### Material to process
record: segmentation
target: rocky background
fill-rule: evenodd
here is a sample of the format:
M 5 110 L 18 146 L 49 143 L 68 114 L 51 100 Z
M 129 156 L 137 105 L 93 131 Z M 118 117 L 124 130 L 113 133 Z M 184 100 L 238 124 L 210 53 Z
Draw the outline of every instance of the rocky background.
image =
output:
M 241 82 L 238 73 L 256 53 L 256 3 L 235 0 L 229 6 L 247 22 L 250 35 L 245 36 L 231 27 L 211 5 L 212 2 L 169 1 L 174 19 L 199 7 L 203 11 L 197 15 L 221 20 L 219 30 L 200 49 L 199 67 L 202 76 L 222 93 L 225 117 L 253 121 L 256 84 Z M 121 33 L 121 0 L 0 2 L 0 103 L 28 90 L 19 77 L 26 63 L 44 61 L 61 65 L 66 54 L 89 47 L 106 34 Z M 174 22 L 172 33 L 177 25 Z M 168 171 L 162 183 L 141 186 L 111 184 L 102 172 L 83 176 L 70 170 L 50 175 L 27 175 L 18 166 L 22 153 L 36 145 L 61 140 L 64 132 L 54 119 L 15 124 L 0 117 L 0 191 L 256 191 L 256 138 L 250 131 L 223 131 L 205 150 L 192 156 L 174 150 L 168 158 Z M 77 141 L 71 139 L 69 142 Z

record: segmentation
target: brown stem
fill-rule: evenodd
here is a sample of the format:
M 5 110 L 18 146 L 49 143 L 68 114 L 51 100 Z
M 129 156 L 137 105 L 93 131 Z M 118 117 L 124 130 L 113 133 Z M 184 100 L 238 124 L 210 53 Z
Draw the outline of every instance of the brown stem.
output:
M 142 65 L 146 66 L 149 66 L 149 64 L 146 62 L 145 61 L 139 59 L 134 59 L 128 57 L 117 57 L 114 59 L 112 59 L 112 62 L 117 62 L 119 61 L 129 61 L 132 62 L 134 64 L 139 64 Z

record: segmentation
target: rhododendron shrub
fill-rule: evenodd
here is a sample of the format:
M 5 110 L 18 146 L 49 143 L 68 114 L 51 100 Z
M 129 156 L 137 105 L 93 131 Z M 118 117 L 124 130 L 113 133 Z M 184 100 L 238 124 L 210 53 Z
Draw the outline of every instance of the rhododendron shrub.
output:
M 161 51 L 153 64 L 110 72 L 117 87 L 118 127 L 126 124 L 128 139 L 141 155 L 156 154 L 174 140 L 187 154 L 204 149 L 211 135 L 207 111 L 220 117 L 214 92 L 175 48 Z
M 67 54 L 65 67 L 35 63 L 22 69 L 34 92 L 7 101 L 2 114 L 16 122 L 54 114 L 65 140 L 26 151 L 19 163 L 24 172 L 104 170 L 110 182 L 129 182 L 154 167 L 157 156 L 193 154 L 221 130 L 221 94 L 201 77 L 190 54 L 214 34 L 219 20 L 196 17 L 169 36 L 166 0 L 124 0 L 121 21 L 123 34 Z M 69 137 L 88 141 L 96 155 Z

### Objective
Report every line in the rows above that contains the word "instance", copying each such line in full.

### Task answer
Draw the outline of every instance of the rocky background.
Draw the outline of every instance of the brown stem.
Draw the outline of every instance of the rhododendron shrub.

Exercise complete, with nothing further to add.